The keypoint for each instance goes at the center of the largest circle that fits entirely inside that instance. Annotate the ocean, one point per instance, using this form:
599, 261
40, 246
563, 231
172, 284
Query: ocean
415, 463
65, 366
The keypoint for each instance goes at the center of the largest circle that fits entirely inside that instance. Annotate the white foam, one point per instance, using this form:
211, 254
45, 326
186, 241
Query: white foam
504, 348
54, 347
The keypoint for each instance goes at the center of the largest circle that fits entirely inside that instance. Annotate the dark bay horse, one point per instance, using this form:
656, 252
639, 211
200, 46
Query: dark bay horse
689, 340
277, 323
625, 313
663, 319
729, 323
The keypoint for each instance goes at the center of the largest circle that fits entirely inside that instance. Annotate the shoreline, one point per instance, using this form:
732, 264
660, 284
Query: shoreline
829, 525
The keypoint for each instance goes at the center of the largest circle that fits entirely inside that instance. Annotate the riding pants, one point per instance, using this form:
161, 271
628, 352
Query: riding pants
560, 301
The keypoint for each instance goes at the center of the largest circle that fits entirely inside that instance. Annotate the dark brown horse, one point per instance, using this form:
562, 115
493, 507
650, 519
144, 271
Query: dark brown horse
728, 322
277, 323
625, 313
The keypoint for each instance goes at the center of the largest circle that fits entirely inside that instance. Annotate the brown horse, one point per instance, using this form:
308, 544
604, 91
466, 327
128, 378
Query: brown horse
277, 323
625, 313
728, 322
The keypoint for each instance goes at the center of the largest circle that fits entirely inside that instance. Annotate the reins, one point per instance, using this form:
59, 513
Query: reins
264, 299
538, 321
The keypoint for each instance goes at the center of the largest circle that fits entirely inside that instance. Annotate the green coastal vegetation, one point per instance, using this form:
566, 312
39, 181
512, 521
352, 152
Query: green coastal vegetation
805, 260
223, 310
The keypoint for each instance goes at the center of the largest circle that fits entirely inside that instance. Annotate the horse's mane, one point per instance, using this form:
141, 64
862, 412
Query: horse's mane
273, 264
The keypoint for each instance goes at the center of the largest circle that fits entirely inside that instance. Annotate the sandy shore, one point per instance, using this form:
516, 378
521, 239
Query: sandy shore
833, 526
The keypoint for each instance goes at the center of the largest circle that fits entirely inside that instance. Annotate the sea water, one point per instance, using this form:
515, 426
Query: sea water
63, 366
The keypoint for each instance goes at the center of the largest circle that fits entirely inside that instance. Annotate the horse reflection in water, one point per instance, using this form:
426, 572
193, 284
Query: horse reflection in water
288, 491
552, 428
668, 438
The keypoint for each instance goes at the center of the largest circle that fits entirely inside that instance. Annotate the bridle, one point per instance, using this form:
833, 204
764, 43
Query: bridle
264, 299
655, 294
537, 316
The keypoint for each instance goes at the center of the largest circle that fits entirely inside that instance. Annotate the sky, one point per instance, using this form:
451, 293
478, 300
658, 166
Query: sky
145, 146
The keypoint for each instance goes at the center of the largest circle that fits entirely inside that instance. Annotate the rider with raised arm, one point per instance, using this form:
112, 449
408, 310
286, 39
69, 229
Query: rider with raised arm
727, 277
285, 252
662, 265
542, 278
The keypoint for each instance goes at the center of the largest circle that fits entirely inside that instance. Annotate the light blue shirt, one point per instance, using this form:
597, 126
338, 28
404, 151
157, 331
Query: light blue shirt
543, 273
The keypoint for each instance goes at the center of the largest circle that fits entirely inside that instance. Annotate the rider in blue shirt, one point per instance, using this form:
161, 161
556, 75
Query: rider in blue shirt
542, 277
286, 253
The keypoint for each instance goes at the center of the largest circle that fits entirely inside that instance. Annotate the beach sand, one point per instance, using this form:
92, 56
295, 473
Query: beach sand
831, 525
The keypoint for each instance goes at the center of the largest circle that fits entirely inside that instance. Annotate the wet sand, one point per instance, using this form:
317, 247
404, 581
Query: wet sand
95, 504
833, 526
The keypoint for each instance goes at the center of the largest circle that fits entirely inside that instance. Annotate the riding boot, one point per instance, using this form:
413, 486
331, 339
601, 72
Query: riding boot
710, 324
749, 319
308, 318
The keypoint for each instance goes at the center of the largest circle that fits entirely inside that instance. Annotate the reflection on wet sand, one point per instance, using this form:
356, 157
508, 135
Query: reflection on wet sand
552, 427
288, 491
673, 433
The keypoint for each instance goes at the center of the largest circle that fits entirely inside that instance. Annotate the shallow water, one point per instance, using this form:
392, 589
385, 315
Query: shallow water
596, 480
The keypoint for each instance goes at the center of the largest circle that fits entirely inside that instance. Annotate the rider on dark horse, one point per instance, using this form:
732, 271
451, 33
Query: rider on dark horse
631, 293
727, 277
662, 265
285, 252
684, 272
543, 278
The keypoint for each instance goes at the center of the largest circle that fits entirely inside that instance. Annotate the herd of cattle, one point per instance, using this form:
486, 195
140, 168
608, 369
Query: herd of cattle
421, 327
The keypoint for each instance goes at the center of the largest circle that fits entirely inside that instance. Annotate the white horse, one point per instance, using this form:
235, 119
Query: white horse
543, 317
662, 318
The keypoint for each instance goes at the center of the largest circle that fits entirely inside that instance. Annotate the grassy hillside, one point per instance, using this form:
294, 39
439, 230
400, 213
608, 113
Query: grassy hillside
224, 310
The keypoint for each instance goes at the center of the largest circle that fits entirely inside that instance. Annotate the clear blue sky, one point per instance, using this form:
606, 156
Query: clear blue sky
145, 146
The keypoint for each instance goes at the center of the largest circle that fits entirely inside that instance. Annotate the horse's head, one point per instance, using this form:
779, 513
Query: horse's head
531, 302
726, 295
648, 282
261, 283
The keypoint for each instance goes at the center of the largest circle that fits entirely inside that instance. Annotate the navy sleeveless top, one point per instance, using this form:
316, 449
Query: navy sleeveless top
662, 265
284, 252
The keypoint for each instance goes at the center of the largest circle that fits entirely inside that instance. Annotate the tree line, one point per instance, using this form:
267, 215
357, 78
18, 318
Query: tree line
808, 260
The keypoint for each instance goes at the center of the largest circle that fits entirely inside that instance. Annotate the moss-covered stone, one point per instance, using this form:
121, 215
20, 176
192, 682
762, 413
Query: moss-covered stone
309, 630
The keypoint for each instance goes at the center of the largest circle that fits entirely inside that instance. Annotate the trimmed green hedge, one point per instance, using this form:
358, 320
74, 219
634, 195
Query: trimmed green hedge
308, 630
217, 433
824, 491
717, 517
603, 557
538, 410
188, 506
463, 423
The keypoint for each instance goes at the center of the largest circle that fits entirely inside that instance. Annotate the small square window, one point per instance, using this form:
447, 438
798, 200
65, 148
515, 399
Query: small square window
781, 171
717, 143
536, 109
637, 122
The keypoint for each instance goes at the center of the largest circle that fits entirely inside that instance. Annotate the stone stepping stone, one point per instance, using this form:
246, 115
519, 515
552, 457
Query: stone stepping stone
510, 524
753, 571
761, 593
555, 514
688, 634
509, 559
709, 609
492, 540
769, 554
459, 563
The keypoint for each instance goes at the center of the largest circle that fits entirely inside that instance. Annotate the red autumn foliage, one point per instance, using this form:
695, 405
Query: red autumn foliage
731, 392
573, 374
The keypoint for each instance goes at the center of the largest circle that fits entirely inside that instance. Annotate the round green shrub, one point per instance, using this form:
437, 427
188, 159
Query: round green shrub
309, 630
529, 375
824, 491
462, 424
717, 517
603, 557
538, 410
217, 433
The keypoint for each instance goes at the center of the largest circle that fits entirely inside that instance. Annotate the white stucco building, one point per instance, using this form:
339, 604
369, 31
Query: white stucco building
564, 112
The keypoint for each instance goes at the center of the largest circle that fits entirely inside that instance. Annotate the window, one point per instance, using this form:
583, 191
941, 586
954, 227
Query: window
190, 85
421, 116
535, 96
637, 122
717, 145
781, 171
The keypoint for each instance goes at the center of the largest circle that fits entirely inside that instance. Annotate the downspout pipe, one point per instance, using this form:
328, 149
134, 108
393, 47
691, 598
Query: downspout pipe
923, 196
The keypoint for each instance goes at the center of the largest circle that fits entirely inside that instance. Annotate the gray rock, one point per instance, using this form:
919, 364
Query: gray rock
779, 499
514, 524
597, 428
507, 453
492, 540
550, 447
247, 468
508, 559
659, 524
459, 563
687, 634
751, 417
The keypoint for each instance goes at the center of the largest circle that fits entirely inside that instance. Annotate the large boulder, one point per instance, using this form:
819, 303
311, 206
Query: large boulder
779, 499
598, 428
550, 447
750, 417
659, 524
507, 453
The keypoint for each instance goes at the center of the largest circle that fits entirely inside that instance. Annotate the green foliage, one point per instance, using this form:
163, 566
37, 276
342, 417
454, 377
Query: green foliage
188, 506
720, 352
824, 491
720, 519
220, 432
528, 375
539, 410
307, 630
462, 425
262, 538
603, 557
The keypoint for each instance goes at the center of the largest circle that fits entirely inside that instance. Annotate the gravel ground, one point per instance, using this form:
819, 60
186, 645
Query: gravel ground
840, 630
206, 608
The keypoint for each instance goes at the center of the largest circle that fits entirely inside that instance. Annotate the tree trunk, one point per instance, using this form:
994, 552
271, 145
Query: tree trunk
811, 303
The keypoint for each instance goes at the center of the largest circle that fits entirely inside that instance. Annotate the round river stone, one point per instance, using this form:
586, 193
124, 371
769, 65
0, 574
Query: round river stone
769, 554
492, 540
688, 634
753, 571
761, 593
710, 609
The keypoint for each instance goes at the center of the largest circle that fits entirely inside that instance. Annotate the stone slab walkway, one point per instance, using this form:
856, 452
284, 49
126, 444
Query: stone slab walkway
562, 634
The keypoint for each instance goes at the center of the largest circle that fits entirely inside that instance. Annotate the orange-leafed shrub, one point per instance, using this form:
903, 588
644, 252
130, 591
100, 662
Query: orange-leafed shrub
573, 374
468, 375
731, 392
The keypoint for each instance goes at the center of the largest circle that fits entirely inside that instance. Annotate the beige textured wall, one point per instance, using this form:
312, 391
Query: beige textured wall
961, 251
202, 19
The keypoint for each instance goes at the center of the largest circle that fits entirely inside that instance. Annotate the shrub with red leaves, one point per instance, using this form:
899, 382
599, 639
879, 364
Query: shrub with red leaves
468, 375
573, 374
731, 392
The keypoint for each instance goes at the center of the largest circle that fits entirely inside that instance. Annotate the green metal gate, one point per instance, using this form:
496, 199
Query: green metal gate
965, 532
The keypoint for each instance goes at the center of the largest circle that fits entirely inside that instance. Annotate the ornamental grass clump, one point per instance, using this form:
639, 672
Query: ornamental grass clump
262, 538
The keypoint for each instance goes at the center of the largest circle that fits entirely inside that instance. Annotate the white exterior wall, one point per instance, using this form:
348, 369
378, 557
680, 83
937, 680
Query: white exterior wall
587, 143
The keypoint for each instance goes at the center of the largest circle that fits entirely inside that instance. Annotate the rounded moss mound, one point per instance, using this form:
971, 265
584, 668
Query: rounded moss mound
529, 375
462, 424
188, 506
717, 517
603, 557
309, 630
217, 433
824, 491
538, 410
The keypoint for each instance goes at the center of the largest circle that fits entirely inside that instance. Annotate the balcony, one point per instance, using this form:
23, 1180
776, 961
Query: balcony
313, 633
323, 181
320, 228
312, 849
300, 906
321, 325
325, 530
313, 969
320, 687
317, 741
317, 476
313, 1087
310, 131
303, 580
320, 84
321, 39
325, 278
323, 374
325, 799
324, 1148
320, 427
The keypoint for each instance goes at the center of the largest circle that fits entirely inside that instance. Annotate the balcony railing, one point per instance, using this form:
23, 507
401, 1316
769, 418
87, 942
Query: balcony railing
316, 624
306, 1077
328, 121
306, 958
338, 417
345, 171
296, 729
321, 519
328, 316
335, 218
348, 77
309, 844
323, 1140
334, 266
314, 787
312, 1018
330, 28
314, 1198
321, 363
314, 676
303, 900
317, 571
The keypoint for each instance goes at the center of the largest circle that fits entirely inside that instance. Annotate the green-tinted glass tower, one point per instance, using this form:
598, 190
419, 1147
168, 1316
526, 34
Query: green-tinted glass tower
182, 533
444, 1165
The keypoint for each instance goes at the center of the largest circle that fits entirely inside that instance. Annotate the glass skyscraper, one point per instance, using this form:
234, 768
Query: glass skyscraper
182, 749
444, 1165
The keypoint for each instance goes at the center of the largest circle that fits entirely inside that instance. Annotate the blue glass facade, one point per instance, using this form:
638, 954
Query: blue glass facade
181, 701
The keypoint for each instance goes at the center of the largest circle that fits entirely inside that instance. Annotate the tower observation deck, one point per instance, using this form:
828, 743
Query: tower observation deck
------------------------------------------------
● Written problem: Set down, word for word, every line from the line that holds "balcony railing, one" to the end of the entries above, including both ends.

● Finished answer:
The keypoint for each instance goes at the center of the largest circle that fits entirely inside that instance. Annotate the balcony railing, one point per instance, using this form:
23, 507
401, 1316
769, 418
87, 942
Query: balcony railing
316, 624
306, 1077
328, 121
306, 958
338, 417
345, 171
296, 729
321, 519
328, 316
335, 218
348, 77
309, 844
323, 1140
334, 266
314, 787
312, 1018
330, 28
314, 1198
321, 363
314, 676
303, 900
317, 571
The keypoint for each instance goes at the center of the largest circle that fits entirely inside that instance. Annotate the green-tinted glass tower, one point per instance, using this form:
598, 190
419, 1147
168, 1316
526, 34
Query: green-tinted glass tower
182, 533
444, 1165
The keypoint for each instance goes at the center of the largest circle that fits entirely inside that instance. Annotate the glass skyscraper, one point per instance, using this form:
234, 768
Query: glass skyscraper
182, 749
444, 1165
The keypoint for each instance goes at the center of the largest circle that fits entirely inside that instance. Annotate the blue glass facade, one point per instance, using this form:
638, 954
Query: blue glass facade
181, 701
The keypoint for each instance goes at the center of the largest circle that fits entirely inside that instance. Annotate the tower observation deck, one point per instance, using this form:
828, 743
Query: tower observation deck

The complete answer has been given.